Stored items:
◇ ◇ ◇ ◇ ◇

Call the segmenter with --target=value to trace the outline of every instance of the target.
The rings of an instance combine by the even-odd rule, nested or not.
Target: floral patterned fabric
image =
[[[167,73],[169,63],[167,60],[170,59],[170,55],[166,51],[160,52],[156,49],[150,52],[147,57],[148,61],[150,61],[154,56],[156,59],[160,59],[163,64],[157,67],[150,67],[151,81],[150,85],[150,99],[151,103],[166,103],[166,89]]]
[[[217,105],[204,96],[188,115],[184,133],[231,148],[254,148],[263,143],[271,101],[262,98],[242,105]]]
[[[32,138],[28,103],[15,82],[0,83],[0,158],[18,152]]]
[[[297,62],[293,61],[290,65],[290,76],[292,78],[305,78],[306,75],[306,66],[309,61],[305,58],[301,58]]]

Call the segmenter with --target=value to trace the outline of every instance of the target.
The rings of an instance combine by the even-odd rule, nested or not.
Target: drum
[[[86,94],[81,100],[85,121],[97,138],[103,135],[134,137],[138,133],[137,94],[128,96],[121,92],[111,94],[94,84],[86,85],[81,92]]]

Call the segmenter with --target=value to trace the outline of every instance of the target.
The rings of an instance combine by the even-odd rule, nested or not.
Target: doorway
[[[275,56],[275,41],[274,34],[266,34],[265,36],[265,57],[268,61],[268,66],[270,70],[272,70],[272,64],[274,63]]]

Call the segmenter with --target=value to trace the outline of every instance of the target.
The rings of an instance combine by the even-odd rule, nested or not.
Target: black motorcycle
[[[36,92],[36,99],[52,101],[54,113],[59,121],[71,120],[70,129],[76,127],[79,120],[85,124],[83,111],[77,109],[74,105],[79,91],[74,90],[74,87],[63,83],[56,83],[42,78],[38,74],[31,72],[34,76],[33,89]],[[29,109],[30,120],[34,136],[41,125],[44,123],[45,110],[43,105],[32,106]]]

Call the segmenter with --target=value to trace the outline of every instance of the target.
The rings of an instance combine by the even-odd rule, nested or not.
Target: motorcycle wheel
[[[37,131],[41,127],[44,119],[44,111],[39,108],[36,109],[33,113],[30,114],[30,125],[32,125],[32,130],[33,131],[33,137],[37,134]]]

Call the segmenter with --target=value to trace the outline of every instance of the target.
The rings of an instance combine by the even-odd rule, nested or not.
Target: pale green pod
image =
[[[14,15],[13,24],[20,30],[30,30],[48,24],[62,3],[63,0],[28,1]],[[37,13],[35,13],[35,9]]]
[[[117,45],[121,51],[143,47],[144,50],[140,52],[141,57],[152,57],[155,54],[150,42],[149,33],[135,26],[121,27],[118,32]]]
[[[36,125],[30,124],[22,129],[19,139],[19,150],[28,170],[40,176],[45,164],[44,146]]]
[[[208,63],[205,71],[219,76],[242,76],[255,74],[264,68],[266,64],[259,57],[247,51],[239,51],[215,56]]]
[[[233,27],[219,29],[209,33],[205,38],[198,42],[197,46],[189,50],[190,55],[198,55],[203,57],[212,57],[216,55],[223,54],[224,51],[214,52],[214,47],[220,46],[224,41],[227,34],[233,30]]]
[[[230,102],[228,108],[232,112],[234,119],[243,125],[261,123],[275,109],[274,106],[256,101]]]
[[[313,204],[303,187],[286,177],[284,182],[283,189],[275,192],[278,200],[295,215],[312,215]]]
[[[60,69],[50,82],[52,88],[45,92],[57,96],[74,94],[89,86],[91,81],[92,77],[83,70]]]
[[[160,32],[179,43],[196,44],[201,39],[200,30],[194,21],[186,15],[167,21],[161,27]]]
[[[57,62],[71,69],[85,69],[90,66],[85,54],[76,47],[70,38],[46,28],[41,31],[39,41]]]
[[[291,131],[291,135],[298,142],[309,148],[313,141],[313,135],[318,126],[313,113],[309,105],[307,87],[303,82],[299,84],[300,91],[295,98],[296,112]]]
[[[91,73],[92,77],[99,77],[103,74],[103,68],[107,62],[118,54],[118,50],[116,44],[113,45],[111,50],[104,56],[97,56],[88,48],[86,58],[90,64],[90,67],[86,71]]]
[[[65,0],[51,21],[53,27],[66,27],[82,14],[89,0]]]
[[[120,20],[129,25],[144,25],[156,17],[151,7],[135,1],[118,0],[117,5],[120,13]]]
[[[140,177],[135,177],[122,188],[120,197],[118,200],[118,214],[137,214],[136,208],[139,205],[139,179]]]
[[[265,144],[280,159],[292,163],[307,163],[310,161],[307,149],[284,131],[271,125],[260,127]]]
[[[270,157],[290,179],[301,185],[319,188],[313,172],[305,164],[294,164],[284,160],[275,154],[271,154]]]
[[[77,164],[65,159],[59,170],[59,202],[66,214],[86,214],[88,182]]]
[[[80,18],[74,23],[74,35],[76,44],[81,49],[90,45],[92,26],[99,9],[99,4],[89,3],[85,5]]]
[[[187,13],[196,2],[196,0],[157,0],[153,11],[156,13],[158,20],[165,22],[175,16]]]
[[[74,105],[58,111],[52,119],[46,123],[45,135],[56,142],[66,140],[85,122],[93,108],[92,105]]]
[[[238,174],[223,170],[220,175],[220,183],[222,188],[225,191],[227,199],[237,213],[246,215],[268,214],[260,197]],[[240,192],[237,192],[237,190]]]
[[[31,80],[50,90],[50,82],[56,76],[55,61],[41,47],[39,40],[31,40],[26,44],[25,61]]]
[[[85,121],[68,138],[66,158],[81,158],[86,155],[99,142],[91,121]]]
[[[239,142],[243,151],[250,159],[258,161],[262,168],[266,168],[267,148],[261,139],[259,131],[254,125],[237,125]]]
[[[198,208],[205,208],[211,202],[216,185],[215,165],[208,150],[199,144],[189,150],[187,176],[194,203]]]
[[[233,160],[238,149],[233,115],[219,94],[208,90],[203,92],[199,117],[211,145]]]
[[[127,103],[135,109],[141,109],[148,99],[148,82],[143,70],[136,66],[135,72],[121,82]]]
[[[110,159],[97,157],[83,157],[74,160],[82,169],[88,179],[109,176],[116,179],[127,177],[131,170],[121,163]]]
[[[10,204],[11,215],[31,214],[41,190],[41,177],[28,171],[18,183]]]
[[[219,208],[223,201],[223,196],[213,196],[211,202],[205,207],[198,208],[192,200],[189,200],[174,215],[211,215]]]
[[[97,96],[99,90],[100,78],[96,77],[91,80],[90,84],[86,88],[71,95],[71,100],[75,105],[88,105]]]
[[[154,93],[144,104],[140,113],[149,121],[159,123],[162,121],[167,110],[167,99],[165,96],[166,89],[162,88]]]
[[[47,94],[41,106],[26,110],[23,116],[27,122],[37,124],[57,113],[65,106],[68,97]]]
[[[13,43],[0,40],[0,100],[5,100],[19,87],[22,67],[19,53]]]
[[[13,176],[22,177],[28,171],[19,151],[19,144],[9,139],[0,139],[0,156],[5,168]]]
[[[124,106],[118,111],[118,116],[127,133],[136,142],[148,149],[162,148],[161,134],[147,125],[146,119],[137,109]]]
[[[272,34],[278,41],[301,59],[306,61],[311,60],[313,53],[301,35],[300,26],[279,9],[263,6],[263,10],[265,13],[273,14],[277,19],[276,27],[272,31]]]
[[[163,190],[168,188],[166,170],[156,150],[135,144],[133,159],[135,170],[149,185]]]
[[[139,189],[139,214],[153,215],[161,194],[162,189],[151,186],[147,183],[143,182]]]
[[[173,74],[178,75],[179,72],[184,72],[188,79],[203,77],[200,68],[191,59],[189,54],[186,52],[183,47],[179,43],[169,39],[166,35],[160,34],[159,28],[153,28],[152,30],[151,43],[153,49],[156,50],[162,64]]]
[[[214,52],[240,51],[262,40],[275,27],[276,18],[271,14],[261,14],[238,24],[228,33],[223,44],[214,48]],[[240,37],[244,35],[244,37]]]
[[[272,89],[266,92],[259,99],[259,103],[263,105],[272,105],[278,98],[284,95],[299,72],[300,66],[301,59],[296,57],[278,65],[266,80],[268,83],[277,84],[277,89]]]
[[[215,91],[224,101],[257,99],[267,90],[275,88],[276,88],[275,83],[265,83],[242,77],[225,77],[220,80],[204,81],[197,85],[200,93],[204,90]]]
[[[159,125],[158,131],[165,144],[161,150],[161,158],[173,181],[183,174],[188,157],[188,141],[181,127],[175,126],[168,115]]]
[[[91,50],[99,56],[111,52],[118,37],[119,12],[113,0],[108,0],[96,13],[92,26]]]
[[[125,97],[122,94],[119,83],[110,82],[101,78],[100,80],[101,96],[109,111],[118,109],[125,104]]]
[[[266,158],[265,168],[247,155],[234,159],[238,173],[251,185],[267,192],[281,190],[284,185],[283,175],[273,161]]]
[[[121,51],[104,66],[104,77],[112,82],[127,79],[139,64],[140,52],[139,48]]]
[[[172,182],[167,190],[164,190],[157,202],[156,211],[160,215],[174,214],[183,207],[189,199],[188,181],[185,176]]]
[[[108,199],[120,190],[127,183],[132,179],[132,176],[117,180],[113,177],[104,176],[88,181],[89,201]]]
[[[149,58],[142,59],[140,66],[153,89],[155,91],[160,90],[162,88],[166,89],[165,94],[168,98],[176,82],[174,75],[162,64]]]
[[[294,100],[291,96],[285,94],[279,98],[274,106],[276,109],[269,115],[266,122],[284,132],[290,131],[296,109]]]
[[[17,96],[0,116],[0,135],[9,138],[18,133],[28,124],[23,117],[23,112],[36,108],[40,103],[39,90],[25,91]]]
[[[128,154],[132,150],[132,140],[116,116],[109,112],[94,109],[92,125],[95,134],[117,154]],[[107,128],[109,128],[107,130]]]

◇ ◇ ◇ ◇ ◇

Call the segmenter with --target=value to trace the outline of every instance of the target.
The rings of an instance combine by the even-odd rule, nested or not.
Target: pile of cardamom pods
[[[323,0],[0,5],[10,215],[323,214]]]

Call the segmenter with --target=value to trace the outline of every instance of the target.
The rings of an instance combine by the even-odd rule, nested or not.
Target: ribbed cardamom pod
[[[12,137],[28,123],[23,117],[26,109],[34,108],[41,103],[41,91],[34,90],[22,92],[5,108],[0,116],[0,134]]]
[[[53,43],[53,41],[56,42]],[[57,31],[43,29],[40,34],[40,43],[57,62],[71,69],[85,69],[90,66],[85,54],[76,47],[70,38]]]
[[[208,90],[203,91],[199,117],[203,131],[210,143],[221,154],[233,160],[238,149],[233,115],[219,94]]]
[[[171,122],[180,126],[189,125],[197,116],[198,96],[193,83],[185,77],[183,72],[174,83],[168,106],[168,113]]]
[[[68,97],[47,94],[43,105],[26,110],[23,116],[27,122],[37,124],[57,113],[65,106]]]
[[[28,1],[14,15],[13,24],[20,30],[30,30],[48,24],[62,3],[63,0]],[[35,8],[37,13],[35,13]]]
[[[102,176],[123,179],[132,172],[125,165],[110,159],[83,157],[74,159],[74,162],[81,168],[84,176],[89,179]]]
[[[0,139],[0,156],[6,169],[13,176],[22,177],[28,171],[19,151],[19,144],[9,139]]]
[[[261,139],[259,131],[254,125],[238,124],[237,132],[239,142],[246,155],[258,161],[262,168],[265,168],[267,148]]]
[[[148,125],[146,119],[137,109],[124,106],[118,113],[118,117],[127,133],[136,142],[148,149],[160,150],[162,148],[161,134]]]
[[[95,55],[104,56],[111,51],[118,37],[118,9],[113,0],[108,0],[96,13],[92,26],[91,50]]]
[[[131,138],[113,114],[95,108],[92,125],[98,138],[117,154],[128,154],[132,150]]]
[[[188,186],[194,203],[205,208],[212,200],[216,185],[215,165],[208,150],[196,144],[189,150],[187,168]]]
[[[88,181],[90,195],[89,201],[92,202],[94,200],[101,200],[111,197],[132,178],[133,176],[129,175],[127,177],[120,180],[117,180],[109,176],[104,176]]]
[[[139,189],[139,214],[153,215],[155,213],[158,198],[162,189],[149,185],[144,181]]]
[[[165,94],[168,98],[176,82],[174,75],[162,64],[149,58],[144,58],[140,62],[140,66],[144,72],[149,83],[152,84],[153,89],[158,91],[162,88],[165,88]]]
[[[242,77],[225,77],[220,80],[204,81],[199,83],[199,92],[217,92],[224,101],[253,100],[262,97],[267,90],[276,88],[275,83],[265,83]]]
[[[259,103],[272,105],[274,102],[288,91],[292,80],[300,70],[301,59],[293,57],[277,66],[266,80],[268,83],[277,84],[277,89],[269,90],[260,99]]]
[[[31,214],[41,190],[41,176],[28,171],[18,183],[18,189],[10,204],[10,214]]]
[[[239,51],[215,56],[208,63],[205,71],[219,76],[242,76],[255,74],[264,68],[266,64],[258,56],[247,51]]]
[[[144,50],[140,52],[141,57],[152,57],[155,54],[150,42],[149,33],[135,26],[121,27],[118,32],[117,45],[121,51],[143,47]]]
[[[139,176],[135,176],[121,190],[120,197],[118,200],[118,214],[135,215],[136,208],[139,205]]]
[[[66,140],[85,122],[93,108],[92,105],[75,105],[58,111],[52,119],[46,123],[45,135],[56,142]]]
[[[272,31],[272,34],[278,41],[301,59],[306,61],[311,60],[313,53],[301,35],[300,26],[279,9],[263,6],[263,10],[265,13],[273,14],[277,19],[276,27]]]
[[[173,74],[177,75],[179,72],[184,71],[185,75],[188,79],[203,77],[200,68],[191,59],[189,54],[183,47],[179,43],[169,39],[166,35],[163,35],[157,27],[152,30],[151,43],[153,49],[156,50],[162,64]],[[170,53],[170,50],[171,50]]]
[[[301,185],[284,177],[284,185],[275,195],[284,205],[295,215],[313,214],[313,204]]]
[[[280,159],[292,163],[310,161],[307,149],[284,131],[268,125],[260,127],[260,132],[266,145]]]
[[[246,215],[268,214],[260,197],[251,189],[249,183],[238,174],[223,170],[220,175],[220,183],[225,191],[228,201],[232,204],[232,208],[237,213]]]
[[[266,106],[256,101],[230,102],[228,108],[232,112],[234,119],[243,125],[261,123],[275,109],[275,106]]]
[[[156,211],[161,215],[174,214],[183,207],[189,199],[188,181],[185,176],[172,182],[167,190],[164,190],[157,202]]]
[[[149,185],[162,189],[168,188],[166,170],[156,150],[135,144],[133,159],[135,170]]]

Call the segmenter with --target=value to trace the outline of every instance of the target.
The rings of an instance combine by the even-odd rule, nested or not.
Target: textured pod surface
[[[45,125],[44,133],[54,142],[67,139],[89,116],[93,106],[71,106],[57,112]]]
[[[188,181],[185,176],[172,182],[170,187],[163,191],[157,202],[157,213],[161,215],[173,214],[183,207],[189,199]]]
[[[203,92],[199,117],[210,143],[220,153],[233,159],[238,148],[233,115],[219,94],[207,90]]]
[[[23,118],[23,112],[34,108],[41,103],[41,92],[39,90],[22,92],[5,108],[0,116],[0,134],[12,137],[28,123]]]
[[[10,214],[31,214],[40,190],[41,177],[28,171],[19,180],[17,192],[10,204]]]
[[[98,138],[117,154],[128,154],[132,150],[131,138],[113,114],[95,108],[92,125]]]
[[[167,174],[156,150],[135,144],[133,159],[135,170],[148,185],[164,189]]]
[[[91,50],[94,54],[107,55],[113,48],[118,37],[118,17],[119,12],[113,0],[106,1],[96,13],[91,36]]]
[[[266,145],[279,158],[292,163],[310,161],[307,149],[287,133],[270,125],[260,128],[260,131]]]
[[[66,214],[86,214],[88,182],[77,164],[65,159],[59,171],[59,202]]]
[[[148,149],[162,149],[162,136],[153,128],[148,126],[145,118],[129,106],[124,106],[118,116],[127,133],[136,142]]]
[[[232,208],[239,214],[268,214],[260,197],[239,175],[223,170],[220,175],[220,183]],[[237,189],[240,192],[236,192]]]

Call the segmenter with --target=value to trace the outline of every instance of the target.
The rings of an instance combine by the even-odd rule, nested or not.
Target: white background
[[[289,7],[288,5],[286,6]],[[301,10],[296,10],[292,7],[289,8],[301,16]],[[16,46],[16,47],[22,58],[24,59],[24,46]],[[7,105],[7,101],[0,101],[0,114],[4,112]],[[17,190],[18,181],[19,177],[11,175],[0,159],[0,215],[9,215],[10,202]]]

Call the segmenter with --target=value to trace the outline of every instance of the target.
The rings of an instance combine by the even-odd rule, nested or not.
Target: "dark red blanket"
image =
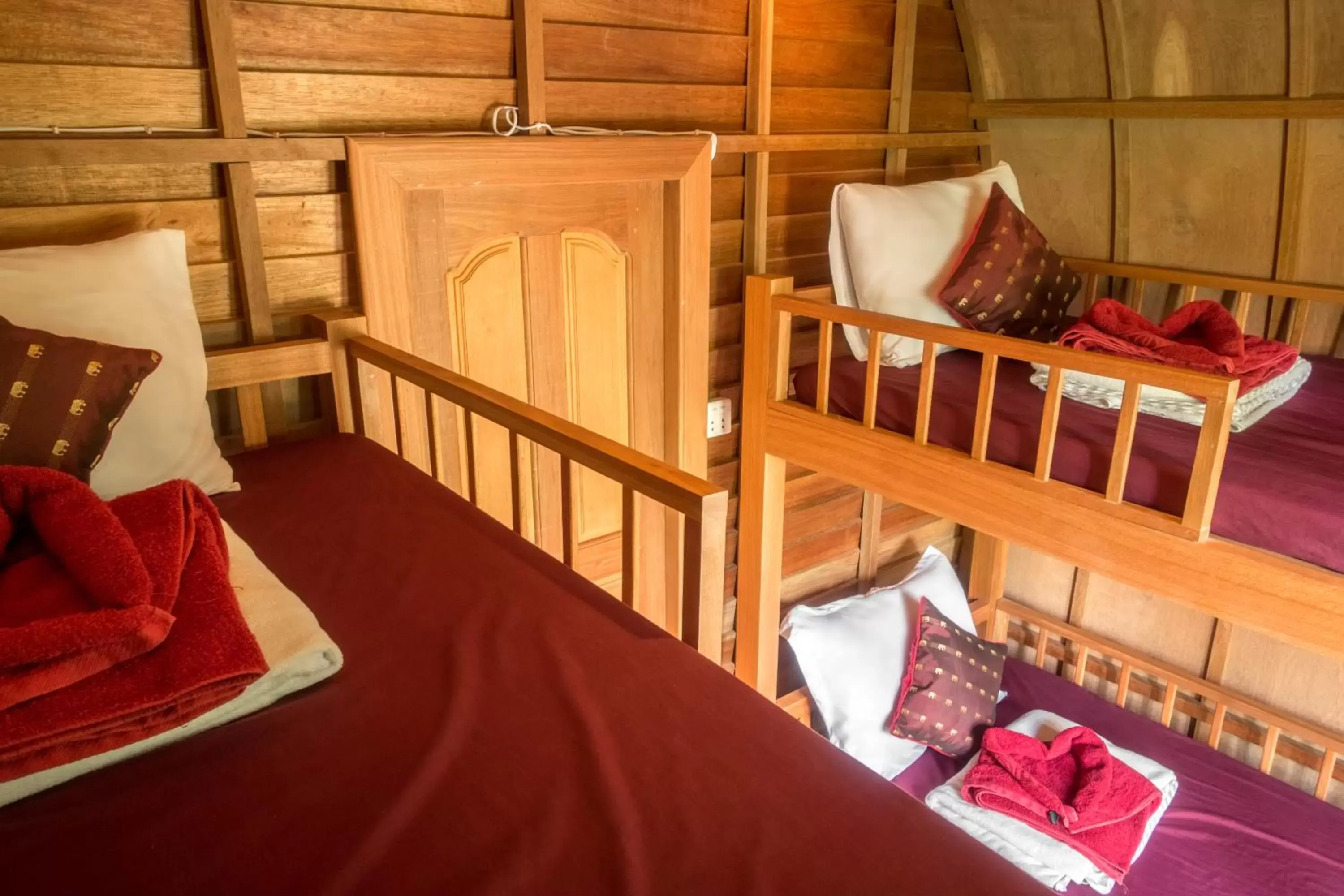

◇ ◇ ◇ ◇ ◇

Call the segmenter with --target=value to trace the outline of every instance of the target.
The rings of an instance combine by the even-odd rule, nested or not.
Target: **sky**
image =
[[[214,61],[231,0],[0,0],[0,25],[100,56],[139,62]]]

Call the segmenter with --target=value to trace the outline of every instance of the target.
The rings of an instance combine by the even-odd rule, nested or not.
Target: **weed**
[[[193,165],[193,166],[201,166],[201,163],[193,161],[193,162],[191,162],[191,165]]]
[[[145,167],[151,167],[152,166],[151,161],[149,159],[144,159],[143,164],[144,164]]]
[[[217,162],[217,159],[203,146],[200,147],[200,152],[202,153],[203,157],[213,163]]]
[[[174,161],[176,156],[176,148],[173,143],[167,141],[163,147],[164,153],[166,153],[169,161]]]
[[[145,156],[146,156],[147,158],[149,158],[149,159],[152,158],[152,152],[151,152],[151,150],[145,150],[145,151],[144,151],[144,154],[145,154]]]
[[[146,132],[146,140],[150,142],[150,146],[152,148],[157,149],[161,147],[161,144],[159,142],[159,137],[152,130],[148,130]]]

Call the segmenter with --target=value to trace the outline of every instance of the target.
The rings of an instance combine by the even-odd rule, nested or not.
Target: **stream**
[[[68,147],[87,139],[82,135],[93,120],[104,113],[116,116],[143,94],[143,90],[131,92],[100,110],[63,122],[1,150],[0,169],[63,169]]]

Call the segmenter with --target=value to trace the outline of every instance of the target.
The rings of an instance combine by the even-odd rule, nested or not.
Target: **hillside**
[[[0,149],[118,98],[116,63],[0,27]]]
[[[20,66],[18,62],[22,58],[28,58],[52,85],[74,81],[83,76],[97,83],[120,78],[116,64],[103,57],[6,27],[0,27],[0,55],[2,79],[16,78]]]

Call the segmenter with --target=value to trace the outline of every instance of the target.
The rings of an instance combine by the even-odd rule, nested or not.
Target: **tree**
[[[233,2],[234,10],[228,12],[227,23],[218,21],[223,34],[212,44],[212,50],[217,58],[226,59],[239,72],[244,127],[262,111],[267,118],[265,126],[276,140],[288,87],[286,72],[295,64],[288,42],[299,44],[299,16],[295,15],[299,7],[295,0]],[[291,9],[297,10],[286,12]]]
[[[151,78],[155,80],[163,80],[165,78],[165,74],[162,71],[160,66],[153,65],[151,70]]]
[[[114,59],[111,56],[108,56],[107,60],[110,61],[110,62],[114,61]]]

◇ ◇ ◇ ◇ ◇

Please pull out every line of the records above that contains the string "cardamom".

▸ **Output below**
Target: pile of cardamom pods
Target: ribbed cardamom pod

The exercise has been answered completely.